本文抜粋:
⟨

ファンクショナルフード学会は、1月6日、7日の2日間、愛知県名古屋市(会場:ウインクあいち)で第19回学術集会を開催した。「ファンクショナルフードは老化を制御できるか?」をテーマに、抗老化に関わる炎症抑制など作用メカニズムの解明に関する研究成果を中心とした演題が盛り込まれ、若手研究者からの講演発表も行われた。ハイブリット式で行われ、現地、オンラインあわせて約80人が参加した。

初日の基調講演では国立長寿医療センター研究所の丸山光生氏は、「ジェロサイエンスとファンクショナルフードの接点、炎症抑制と栄養管理」と題して講演。これまで様々な生物で進められてきた寿命や老化研究の流れを紹介するとともに、寿命遺伝子の発見や老化のメカニズムから紐解いたエビデンスをヒトの老年医学により近づけるものとして位置づけるジェロサイエンス研究について概説した。また、ファンクショナルフードによる炎症抑制と栄養管理の一例として、プレバイオティクスとして乳酸菌株(KW3110)を老化モデルマウスに長期摂餌させ、腸内細菌叢の変化や加齢に伴う腸の炎症抑制、血中のサイトカイン量の抑制の有無を解析し、老化に伴い生体内に生じる細胞老化、炎症性サイトカインの産生とそれを制御する腸管、全身における生体防御系を検討した結果、老化の進行が遅くなることを確認した旨を述べた。

⟩

提供データ:
⟨

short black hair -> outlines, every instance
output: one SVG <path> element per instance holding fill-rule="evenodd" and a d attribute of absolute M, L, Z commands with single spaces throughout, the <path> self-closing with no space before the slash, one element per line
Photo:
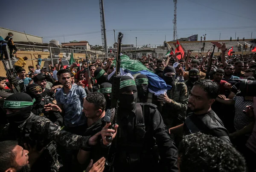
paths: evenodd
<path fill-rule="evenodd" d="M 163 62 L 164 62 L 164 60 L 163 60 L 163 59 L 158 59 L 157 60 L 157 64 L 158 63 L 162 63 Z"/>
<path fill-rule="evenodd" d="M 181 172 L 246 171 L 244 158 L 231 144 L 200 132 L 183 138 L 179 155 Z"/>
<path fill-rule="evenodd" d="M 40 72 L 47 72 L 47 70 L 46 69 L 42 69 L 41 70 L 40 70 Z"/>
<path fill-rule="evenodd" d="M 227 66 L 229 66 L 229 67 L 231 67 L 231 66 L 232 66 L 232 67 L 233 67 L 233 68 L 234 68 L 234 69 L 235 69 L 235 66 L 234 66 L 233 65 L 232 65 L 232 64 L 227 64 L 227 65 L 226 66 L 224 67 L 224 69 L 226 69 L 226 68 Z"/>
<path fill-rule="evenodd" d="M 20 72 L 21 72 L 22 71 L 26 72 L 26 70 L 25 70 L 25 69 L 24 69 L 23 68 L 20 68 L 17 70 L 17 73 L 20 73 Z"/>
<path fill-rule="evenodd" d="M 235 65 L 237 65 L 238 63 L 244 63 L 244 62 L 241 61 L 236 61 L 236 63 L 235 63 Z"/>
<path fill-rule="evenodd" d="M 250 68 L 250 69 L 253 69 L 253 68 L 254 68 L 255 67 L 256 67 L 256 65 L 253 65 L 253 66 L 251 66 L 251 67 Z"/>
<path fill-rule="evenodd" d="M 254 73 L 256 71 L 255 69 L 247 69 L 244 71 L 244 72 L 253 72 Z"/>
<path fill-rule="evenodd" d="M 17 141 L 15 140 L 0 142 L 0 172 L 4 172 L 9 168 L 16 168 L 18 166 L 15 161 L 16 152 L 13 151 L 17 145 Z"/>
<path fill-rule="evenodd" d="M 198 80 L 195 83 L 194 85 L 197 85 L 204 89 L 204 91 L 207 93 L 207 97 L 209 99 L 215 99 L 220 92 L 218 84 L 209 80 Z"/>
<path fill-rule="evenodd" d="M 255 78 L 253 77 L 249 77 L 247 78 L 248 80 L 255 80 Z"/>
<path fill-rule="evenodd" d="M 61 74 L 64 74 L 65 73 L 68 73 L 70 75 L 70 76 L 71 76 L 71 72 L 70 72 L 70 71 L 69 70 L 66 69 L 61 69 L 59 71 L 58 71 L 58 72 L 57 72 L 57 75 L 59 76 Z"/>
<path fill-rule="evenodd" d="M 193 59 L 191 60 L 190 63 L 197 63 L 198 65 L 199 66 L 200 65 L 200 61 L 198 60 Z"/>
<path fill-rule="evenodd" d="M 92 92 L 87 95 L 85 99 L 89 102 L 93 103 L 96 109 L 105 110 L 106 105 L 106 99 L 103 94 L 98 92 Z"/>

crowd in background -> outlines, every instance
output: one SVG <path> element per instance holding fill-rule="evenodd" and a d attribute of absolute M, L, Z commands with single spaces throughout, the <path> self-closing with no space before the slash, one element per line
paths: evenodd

⟩
⟨

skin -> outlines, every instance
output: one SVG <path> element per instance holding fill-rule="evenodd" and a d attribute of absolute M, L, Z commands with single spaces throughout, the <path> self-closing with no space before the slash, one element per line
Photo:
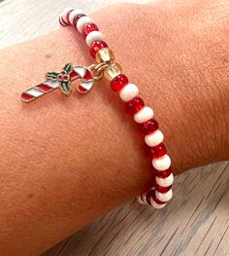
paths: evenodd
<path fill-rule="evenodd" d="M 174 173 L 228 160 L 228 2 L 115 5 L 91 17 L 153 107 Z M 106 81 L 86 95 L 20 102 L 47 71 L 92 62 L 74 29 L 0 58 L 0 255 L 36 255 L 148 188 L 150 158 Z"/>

⟩
⟨

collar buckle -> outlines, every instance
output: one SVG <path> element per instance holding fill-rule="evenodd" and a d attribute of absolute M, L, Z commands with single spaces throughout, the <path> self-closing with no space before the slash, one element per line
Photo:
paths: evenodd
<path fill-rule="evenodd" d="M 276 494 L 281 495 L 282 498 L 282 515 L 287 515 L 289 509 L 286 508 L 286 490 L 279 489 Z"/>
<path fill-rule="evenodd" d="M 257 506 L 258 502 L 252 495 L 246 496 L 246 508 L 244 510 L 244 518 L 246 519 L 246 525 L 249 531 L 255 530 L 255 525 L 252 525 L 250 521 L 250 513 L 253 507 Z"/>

⟩

課題内容:
(a)〜(c)が本文の内容と一致するかを判定し、それぞれ「はい」か「いいえ」で答えたうえで、根拠となる本文の語句を引用してください。(a) 第19回学術集会は東京都で開催された。(b) 集会は現地とオンラインの両方で行われた。(c) 丸山光生氏の講演では、乳酸菌株(KW3110)を老化モデルマウスに長期摂餌させた例が取り上げられた。 ここに並んだ行は使わなくてかまいません。

解答:
(a) いいえ。「愛知県名古屋市(会場:ウインクあいち)で第19回学術集会を開催した」
(b) はい。「ハイブリット式で行われ、現地、オンラインあわせて約80人が参加した」
(c) はい。「プレバイオティクスとして乳酸菌株(KW3110)を老化モデルマウスに長期摂餌させ」